__WRITTEN INSTRUCTION__:
Reproduce the lines of the data listing below, starting from its first line and ending with the line containing "left=358, top=47, right=610, bottom=144", both ends included.

====== GIVEN INFORMATION ======

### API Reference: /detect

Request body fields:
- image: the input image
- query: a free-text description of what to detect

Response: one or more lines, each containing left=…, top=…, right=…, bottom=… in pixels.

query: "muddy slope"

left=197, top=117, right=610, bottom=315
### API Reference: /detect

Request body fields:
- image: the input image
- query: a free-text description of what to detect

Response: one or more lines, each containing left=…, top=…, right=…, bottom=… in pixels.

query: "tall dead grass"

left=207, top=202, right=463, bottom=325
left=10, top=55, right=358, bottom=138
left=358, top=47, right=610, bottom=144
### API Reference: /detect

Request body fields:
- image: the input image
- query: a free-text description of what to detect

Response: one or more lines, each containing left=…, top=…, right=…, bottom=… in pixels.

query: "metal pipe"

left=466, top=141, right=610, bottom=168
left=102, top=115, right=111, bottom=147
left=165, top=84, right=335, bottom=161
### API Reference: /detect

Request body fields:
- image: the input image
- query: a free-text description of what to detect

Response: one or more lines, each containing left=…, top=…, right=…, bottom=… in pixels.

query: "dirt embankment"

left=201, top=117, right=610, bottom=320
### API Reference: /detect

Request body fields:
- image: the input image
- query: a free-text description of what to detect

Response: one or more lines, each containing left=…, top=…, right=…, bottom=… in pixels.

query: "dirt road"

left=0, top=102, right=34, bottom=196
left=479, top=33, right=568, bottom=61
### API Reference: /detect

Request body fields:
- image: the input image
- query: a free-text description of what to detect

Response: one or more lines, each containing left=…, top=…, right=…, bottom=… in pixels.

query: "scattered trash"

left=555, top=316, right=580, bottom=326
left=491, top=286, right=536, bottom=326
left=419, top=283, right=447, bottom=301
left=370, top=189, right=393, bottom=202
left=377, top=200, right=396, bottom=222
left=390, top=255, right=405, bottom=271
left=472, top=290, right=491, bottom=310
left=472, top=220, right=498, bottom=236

======

__RESULT BELOW__:
### API Reference: /detect

Request body fields:
- image: the input image
- query: a free-text description of what to detect

Response: one or more lines, each containing left=…, top=…, right=…, bottom=… in pixels.

query: "muddy slope"

left=197, top=117, right=610, bottom=315
### API Reference: /detect

Request body fields:
- image: the input image
- query: a free-text description of what to detect

Response: one or more lines, each containing left=…, top=…, right=…, bottom=… in pixels.

query: "tall dead grass"

left=207, top=202, right=463, bottom=325
left=10, top=55, right=358, bottom=138
left=358, top=47, right=610, bottom=144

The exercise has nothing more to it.